§ **SET TASKS**:
(a) Answer these about the passage on aiding and abetting:
(i) In which case did the Appeals Chamber clarify that "specific direction" is not an essential ingredient of the actus reus of aiding and abetting?
(ii) In what finding does the Appeals Chamber say specific direction will often be implicit?
(iii) What does the Appeals Chamber find there is no "cogent reason" to do?
(b) Extend the passage on aiding and abetting beyond its final sentence.

§ **TEXT PASSAGE**:
_ _ _ _

424. The Appeals Chamber has previously considered within the discussion of the actus reus of aiding and abetting the finding that an act or omission of an aider or abettor be “specifically directed” toward the furtherance of the crimes of the principal perpetrators.[1] The Appeals Chamber recalls, however, that “specific direction has not always been included as an element of the actus reus of aiding and abetting.”[2] It further recalls its conclusion that such a finding of specific direction “will often be implicit in the finding that the accused has provided practical assistance to the principal perpetrator which had a substantial effect on the commission of the crime”.[3] In Mrkšić and Šljivančanin, the Appeals Chamber has clarified “that ‘specific direction’ is not an essential ingredient of the actus reus of aiding and abetting”[4] and finds that there is no “cogent reason”[5] to depart from this jurisprudence.

_ _ _ _

§ **SUPPLIED MATERIAL**:

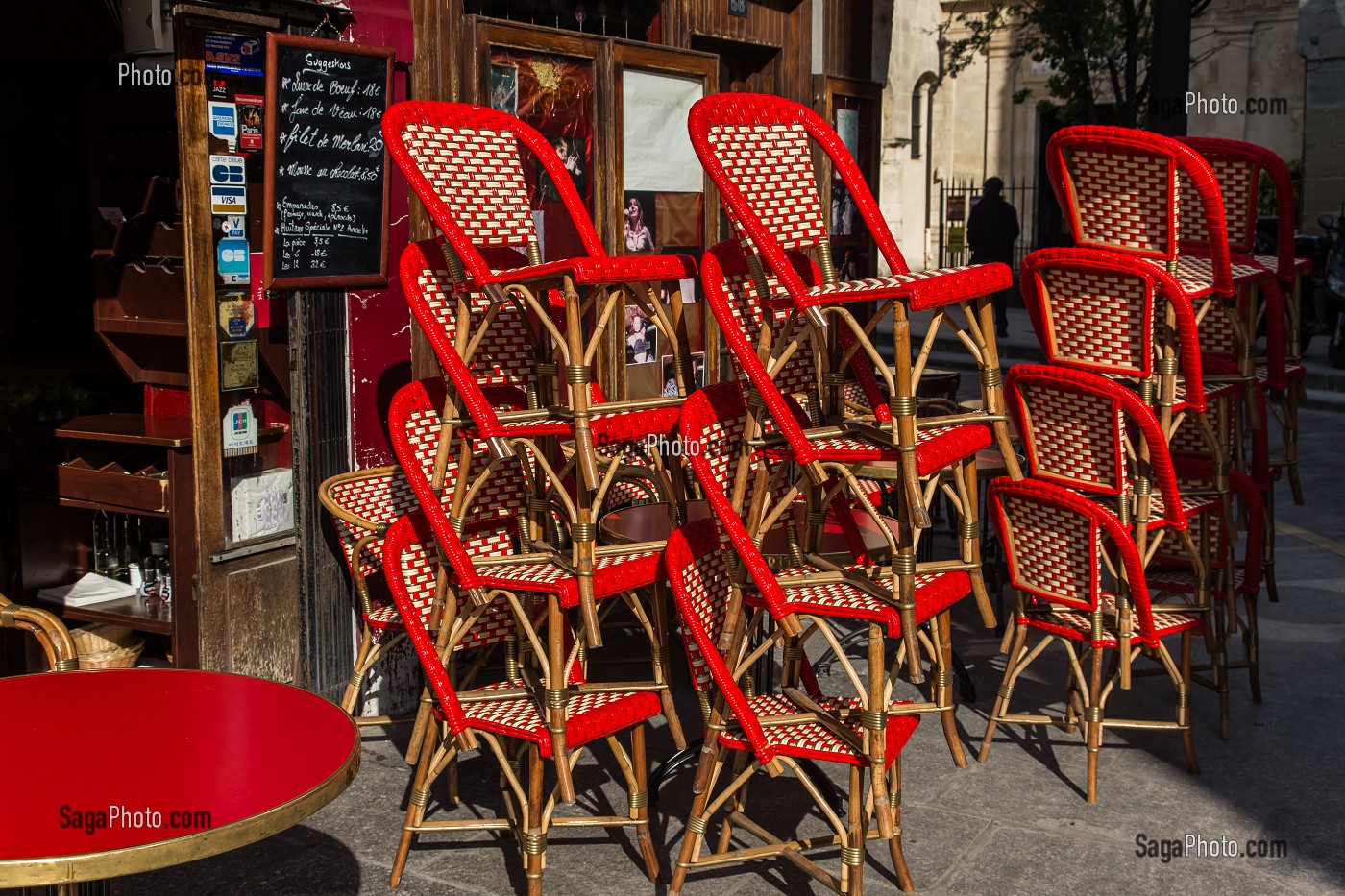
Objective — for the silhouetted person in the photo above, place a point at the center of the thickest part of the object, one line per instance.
(991, 230)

_ _ _ _

§ **EXERCISE ANSWERS**:
(a)
(i) Mrkšić and Šljivančanin.
(ii) The finding that the accused provided practical assistance to the principal perpetrator which had a substantial effect on the commission of the crime.
(iii) To depart from this jurisprudence.

(b)
[1] Blagojević and Jokić Appeal Judgement, para. 127; Simić Appeal Judgement, para. 85; Blaškić Appeal Judgement, paras 45-46; Vasiljević Appeal Judgement, para. 102; Tadić Appeal Judgement, para. 229. See also Rukundo Appeal Judgement, para. 210; Ntagerura et al. Appeal Judgement, para. 370; Muvunyi I Appeal Judgement, para. 79; Seromba Appeal Judgement, para. 139.

[2] Blagojević and Jokić Appeal Judgement, para. 189.

[3] Blagojević and Jokić Appeal Judgement, para. 189.

[4] Mrkšić and [ljivančanin Appeal Judgement, para. 159, confirming Blagojević and Jokić Appeal Judgement, para. 189.

[5] Aleksovski Appeal Judgement, para. 107.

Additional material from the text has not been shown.